**O que fazer**. No texto sobre o interior de Portugal, de onde o Subsecretário Ricardo Faria Blanc diz ser natural?

======== Texto fornecido ========

O interior há muito que é olhado como um enfado pelos que nos governam, e até pelas oposições, para quem Portugal é pouco mais que a Grande Lisboa! Houve alguém que terá dito: «Em tempos de crise, para que os vossos sapatos durem mais, deem passos maiores». É de um tempo que vai sendo cada vez mais repetido!
Em 1965, o Subsecretário de Estado do Tesouro, Ricardo Faria Blanc, teve que substituir Ulisses Cortês, ao tempo Ministro das Finanças, então doente, na preparação da Lei de Meios e do Orçamento para 1966. Apercebe-se de uma verba irrisória para “os melhoramentos rurais”. Convencido que estava que devia ser triplicada essa verba, já que iria melhorar o interior do país, levou a proposta a Oliveira Salazar. Com aquele ar sinistramente cético, Salazar pergunta: – «Mas ao certo, o que é que o senhor tem em vista?» O Subsecretário responde: – «Bom trata-se de modernizar mais depressa as terras do interior, levando-lhes benefícios do progresso: canalização de água em casa, eletricidade, telefone, eliminação das fontes de chafurdo, etc., etc.». Salazar pergunta-lhe de chofre: – «O Senhor donde é natural?». – »Sou de Azeitão, Sr. Presidente, aqui a dois passos de Lisboa». – «Pois então não tem terra. O senhor não conhece o interior de Portugal. Sabe? As pessoas que ali vivem estão muito arreigadas às suas tradições e modo de vida seculares. Se lhe levamos o progresso de repente, perturbaremos gravemente os seus equilíbrios naturais. Por exemplo, se acabarmos com as fontes e lhe levarmos a água a casa, as mulheres já não terão de ir todas as manhãs com o cântaro à fonte: como é que elas hão de poder pôr a conversa em dia umas com as outras?». Claro que não houve reforço de verba nenhuma!!
Este diálogo mostra bem como há décadas se trilham e retrilham os sórdidos caminhos do interior pelo poder instalado em Lisboa, engordado pelos que para lá vão.
«Tudo é velho onde fui em novo» – Álvaro Campos.

======== Dados apresentados ========

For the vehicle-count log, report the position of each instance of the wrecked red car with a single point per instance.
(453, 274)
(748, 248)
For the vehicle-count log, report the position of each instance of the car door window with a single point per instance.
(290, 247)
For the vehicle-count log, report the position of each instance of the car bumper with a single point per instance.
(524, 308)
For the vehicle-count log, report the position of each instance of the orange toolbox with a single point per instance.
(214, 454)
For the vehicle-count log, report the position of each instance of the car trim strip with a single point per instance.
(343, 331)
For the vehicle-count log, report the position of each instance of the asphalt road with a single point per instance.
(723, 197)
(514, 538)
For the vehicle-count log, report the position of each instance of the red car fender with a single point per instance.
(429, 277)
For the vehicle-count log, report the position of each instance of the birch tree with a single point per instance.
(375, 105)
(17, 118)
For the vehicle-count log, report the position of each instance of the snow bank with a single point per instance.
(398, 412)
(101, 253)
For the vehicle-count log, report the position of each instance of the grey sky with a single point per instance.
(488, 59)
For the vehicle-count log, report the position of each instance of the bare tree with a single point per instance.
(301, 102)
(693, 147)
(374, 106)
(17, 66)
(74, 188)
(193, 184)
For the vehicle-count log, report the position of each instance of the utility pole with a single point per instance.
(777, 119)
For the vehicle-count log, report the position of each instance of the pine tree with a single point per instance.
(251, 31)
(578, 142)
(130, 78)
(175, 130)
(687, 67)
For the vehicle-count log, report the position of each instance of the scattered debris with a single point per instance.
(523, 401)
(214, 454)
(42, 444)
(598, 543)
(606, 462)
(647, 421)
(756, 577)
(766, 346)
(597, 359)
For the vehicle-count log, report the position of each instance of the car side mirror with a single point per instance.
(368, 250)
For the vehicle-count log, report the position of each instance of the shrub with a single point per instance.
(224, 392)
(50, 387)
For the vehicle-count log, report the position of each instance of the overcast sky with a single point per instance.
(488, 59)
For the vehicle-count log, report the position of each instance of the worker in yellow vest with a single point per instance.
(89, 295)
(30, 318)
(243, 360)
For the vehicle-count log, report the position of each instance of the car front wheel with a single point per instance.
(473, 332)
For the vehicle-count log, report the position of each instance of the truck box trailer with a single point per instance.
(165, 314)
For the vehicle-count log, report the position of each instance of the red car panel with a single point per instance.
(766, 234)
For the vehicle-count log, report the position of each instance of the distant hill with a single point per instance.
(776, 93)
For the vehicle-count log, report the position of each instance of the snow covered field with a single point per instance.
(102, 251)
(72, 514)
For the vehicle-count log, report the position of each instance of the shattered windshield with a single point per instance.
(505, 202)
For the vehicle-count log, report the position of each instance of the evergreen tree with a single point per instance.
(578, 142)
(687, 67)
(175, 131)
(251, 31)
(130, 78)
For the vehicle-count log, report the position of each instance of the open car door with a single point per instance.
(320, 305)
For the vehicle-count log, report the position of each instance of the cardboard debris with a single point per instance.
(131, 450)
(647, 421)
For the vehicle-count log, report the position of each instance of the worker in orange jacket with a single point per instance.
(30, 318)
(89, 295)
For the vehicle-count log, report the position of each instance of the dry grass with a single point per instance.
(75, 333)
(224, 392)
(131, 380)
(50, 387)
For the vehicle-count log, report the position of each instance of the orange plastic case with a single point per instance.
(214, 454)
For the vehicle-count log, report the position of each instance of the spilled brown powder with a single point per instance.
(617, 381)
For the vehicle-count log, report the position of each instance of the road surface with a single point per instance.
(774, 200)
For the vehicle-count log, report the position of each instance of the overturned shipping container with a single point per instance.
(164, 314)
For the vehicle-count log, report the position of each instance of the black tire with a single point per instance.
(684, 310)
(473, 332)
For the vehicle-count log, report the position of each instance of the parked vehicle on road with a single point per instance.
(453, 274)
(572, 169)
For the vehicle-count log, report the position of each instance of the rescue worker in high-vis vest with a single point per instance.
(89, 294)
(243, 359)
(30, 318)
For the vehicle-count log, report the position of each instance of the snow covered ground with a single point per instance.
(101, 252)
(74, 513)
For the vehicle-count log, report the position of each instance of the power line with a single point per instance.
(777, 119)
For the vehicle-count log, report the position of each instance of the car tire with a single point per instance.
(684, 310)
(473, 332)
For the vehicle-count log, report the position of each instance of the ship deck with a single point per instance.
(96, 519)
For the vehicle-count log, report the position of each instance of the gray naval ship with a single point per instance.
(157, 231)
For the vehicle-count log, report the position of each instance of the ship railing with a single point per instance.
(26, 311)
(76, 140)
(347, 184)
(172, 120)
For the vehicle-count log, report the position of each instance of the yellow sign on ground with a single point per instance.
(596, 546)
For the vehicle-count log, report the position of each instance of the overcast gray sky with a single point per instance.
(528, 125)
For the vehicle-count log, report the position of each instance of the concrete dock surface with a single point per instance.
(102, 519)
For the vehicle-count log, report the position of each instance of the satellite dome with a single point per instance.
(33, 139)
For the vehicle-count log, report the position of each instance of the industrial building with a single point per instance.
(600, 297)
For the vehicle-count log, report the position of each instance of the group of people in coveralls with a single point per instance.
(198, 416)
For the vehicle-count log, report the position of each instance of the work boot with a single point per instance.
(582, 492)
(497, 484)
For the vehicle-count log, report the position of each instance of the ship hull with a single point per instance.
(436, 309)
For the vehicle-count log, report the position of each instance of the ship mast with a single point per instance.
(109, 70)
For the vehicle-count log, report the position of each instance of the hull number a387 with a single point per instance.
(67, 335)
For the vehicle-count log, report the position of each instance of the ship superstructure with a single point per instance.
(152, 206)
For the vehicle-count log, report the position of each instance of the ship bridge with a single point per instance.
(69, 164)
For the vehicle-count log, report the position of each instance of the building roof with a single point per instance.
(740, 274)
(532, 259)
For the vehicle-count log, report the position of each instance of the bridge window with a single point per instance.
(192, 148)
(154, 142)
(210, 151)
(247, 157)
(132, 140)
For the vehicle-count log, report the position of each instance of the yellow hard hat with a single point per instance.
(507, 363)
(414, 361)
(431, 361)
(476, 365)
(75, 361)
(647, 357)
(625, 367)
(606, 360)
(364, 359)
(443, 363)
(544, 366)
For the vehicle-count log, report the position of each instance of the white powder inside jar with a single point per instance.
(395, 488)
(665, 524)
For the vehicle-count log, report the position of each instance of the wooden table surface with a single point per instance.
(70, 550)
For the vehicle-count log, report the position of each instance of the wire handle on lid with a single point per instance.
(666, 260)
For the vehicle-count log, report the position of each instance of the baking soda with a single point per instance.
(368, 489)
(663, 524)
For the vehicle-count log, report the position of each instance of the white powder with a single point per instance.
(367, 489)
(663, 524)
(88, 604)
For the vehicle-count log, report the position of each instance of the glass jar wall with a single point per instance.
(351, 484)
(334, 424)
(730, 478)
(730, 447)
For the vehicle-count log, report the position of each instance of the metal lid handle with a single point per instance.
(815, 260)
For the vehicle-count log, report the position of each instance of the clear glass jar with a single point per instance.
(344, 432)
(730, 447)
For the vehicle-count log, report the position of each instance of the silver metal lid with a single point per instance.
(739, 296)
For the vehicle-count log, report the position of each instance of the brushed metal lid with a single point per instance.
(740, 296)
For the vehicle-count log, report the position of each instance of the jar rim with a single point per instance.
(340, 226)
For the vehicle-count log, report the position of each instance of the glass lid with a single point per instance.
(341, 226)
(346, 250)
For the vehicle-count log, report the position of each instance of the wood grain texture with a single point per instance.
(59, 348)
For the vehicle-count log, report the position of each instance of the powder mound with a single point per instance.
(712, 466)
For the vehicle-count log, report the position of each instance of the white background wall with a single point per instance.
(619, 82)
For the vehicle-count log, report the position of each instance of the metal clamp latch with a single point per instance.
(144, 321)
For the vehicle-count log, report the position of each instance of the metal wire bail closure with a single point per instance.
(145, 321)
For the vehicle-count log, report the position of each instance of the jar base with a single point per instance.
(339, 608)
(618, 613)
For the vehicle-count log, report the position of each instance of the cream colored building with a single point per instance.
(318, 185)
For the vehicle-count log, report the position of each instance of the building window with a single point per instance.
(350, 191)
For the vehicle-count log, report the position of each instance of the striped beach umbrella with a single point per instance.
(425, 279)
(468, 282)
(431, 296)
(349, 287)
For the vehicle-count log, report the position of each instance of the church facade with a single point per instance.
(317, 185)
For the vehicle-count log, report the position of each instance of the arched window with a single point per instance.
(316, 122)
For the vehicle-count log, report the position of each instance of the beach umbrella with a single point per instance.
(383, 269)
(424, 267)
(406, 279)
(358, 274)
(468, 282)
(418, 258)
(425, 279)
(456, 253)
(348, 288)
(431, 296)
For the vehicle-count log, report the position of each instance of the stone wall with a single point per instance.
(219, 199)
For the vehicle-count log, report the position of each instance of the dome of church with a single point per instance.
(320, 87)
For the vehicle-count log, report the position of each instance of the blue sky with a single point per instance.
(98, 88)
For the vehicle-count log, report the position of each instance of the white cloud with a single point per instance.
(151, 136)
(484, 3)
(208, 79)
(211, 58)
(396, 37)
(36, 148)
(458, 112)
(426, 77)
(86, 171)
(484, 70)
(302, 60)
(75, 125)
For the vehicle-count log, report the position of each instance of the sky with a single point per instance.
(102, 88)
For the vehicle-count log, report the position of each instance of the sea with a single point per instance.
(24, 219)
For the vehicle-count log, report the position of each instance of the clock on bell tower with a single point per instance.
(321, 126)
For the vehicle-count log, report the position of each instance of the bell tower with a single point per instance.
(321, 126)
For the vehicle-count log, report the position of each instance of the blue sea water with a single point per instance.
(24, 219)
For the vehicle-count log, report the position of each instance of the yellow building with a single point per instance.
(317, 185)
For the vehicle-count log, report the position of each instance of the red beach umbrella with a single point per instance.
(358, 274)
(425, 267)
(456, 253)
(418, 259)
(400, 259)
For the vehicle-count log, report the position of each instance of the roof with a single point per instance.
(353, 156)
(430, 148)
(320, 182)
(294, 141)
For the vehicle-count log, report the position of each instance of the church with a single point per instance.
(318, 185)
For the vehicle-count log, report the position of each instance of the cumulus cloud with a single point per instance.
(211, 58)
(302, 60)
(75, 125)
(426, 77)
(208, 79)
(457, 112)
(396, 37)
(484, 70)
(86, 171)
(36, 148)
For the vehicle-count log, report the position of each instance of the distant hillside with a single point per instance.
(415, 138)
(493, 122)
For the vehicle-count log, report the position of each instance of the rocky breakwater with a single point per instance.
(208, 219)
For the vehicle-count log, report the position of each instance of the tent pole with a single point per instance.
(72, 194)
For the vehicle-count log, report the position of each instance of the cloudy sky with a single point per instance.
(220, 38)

========

**Resposta completa**. De Azeitão, a dois passos de Lisboa.